> DIRECTIONS FOR THIS TASK
Return, word for word, the line that contains "TARGET: flower arrangement in vase" and every line after it through the end of the records.

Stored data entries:
▶

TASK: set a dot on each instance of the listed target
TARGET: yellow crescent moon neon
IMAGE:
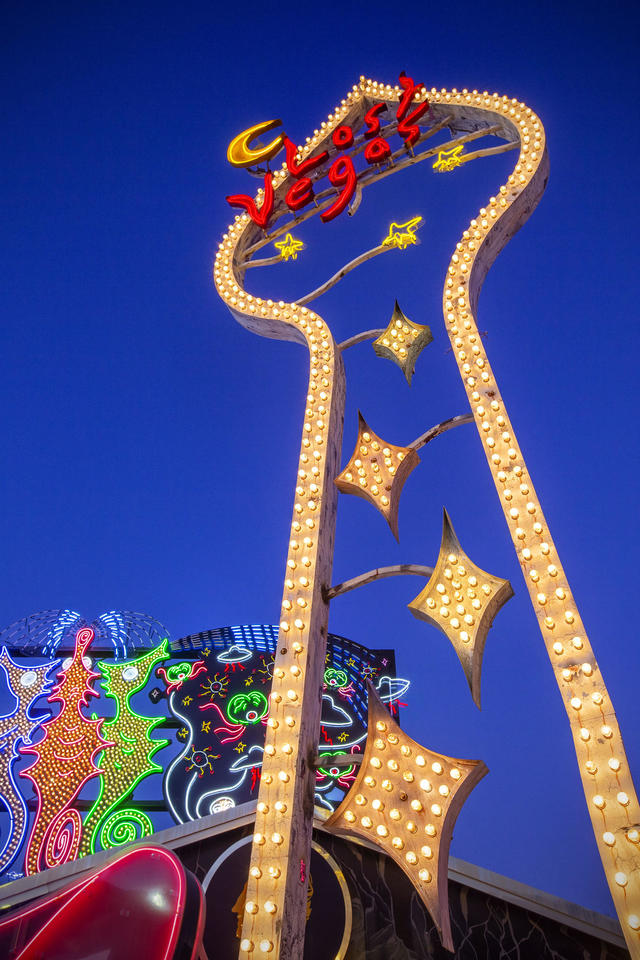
(239, 152)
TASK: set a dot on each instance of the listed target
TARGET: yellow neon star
(402, 234)
(289, 247)
(449, 159)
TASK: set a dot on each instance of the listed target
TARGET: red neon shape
(305, 166)
(342, 137)
(342, 173)
(407, 125)
(261, 216)
(372, 120)
(143, 896)
(64, 762)
(377, 151)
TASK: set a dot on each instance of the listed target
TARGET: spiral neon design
(120, 828)
(63, 838)
(85, 635)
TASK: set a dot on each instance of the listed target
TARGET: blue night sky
(150, 443)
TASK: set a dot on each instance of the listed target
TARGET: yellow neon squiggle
(239, 152)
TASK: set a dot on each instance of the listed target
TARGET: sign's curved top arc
(468, 111)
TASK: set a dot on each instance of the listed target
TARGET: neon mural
(129, 761)
(108, 770)
(64, 762)
(17, 727)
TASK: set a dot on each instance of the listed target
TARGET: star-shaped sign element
(289, 247)
(377, 472)
(403, 341)
(461, 600)
(401, 235)
(449, 159)
(405, 799)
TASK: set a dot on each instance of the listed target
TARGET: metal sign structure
(375, 131)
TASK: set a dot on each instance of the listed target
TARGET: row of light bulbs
(521, 506)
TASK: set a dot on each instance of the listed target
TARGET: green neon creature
(124, 765)
(247, 708)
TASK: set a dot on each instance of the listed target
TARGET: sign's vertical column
(275, 907)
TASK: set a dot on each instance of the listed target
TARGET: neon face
(336, 678)
(247, 708)
(212, 762)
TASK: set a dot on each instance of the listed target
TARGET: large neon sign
(468, 116)
(307, 168)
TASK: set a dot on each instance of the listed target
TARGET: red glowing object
(407, 122)
(261, 216)
(342, 173)
(377, 151)
(372, 120)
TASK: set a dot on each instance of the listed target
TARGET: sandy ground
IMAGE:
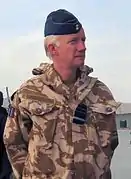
(121, 163)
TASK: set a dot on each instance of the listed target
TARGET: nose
(81, 46)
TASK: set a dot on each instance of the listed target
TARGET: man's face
(71, 52)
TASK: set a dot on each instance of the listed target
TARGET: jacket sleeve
(15, 137)
(106, 114)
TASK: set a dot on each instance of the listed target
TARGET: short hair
(51, 39)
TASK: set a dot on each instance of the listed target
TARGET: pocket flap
(105, 108)
(41, 108)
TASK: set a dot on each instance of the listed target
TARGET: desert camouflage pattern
(41, 140)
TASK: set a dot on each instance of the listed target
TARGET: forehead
(80, 34)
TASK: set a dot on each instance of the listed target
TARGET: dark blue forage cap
(61, 22)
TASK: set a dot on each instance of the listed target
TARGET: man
(62, 124)
(5, 167)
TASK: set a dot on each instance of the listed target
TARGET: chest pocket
(45, 118)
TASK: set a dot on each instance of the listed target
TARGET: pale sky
(107, 25)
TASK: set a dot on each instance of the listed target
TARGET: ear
(52, 48)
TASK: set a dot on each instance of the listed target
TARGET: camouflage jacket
(43, 142)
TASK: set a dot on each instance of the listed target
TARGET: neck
(68, 75)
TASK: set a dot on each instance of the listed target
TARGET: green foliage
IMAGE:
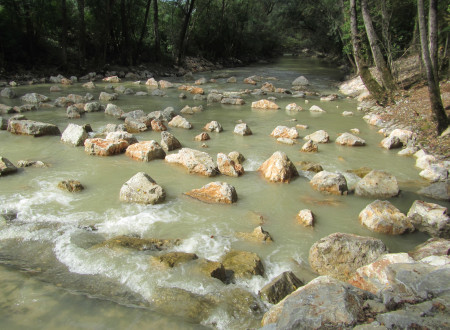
(219, 29)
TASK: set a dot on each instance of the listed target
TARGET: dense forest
(73, 34)
(78, 35)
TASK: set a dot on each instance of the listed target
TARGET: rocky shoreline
(359, 284)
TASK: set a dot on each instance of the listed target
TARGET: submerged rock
(70, 185)
(242, 264)
(228, 167)
(383, 217)
(179, 121)
(278, 168)
(74, 135)
(141, 188)
(330, 183)
(377, 184)
(258, 235)
(348, 139)
(432, 247)
(284, 132)
(169, 142)
(265, 104)
(145, 151)
(6, 167)
(319, 136)
(323, 303)
(213, 126)
(34, 128)
(430, 218)
(279, 287)
(242, 129)
(340, 255)
(195, 161)
(140, 244)
(306, 218)
(215, 192)
(103, 147)
(172, 259)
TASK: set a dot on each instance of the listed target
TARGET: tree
(363, 70)
(187, 13)
(380, 63)
(437, 107)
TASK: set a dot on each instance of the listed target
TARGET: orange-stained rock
(278, 168)
(202, 137)
(265, 104)
(158, 125)
(145, 151)
(374, 277)
(103, 147)
(215, 192)
(227, 166)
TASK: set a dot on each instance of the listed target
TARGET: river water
(52, 277)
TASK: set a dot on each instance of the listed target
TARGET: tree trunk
(144, 28)
(82, 32)
(433, 37)
(125, 47)
(386, 76)
(363, 70)
(156, 30)
(181, 43)
(437, 108)
(64, 33)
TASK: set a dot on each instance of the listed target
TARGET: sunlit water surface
(51, 277)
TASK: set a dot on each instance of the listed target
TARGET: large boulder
(300, 81)
(74, 135)
(213, 126)
(284, 132)
(121, 135)
(34, 98)
(6, 167)
(278, 168)
(430, 218)
(106, 97)
(8, 93)
(383, 217)
(439, 190)
(258, 235)
(104, 147)
(377, 184)
(279, 287)
(179, 121)
(242, 264)
(169, 142)
(195, 161)
(319, 136)
(114, 110)
(323, 303)
(340, 255)
(145, 151)
(34, 128)
(242, 129)
(142, 189)
(373, 277)
(215, 192)
(227, 166)
(265, 104)
(351, 140)
(329, 183)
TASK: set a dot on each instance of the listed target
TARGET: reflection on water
(74, 285)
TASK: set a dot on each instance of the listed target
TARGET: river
(52, 277)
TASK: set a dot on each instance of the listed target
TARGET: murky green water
(51, 277)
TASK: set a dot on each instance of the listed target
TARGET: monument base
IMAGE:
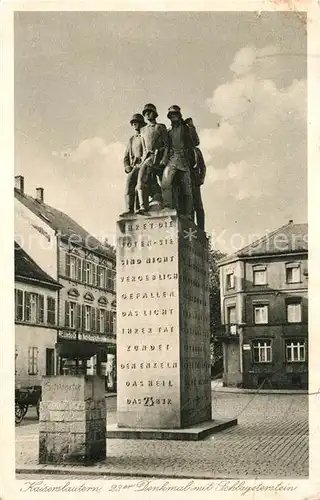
(72, 427)
(192, 433)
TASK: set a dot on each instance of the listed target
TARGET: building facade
(85, 269)
(35, 321)
(264, 311)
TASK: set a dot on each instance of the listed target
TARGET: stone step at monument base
(192, 433)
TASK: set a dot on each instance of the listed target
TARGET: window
(87, 272)
(230, 280)
(51, 311)
(296, 351)
(261, 315)
(111, 279)
(259, 275)
(293, 273)
(262, 351)
(70, 314)
(33, 361)
(88, 318)
(72, 267)
(113, 324)
(79, 269)
(40, 309)
(31, 307)
(49, 361)
(102, 277)
(101, 320)
(19, 305)
(294, 312)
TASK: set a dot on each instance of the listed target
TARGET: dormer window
(260, 275)
(230, 280)
(293, 272)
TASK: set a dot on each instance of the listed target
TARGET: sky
(79, 77)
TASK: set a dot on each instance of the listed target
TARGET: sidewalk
(271, 440)
(110, 394)
(217, 386)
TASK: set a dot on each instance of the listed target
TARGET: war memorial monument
(163, 315)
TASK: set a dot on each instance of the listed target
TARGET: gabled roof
(290, 238)
(25, 269)
(64, 225)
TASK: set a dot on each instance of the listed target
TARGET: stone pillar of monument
(163, 330)
(72, 427)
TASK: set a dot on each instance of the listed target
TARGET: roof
(25, 269)
(290, 238)
(64, 225)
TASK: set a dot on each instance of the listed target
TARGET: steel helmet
(174, 109)
(150, 107)
(137, 117)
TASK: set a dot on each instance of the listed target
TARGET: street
(270, 440)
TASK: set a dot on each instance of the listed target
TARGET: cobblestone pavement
(270, 441)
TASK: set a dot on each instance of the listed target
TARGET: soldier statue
(132, 162)
(198, 173)
(183, 138)
(166, 165)
(155, 151)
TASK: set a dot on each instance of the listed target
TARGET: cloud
(258, 149)
(95, 169)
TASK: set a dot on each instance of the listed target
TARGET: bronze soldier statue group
(164, 167)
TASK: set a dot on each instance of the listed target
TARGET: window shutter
(84, 265)
(113, 326)
(94, 274)
(19, 305)
(98, 320)
(79, 269)
(106, 321)
(93, 319)
(67, 314)
(78, 320)
(27, 306)
(67, 264)
(41, 308)
(83, 312)
(30, 351)
(35, 360)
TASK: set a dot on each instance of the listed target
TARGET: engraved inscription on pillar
(148, 324)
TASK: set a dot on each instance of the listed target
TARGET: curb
(258, 391)
(100, 472)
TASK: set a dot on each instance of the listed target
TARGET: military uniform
(198, 173)
(155, 152)
(182, 140)
(132, 162)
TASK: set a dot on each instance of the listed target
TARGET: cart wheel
(18, 413)
(24, 409)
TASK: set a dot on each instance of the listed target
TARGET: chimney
(19, 183)
(39, 195)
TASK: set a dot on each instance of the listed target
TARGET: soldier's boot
(143, 202)
(129, 206)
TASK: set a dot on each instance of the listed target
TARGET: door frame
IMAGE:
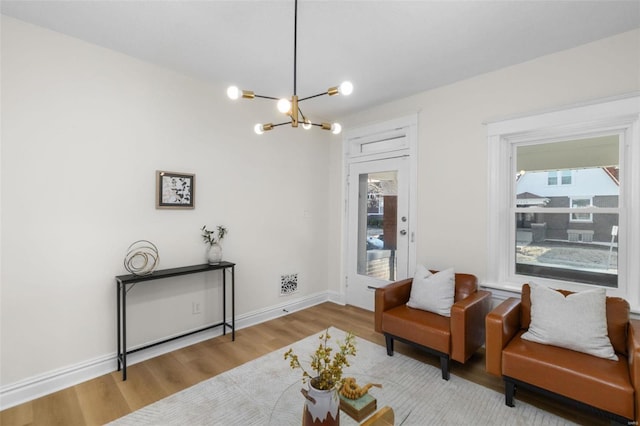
(393, 138)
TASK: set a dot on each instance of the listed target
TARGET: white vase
(214, 255)
(321, 407)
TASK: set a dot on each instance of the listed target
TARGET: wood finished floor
(106, 398)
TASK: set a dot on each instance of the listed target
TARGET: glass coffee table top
(289, 407)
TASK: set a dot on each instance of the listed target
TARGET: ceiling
(388, 49)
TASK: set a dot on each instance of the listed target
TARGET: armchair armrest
(633, 348)
(501, 325)
(390, 296)
(467, 324)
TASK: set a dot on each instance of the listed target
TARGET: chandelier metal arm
(291, 107)
(266, 97)
(313, 96)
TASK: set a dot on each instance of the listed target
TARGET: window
(554, 244)
(581, 203)
(568, 219)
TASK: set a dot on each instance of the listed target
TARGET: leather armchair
(610, 388)
(456, 337)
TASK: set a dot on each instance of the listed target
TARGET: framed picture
(175, 190)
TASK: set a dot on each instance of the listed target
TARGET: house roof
(529, 199)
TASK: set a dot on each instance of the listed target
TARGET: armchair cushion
(576, 321)
(433, 292)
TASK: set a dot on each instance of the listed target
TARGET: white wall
(83, 131)
(452, 145)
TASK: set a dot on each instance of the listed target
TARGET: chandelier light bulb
(346, 88)
(233, 92)
(284, 106)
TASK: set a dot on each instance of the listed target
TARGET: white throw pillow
(577, 321)
(433, 292)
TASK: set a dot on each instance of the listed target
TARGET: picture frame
(175, 190)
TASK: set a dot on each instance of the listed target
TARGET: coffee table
(288, 409)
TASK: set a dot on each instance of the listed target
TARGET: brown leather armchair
(610, 388)
(456, 337)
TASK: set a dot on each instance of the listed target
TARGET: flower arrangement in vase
(324, 377)
(214, 253)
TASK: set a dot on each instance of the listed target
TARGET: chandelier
(291, 107)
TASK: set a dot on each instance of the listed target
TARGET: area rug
(261, 392)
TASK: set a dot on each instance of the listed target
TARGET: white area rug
(247, 395)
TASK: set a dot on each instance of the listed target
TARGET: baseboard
(53, 381)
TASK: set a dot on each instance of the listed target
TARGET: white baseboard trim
(53, 381)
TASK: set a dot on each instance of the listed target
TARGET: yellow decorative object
(351, 390)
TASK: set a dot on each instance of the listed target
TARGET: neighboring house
(575, 189)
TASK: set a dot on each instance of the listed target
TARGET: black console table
(123, 281)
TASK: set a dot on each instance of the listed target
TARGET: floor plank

◀

> RESPONSE TO THE TASK
TARGET: flower arrangement in vase
(324, 377)
(214, 253)
TASK: set a dot on each instance of the listed target
TARGET: chandelier
(291, 107)
TASK: set a dot on each instance of the listed target
TARGET: area rug
(261, 392)
TASK: set a dot on each instance of the listed target
TARGET: white area rug
(247, 395)
TASK: set a dot on each instance of the listed target
TARGET: baseboard
(53, 381)
TASK: set a dot on each instance of the listed target
TARGET: white baseboard trim
(53, 381)
TASK: set a dot on each instance of the listed target
TARGET: yellow decorative object
(351, 390)
TASK: set a dot on each instance of the listed target
TARGET: neighboring house
(575, 189)
TASK: set a dot on each instance of the listed target
TARGET: black console table
(123, 281)
TASK: set a dot on each instance of the listed target
TARGET: floor plank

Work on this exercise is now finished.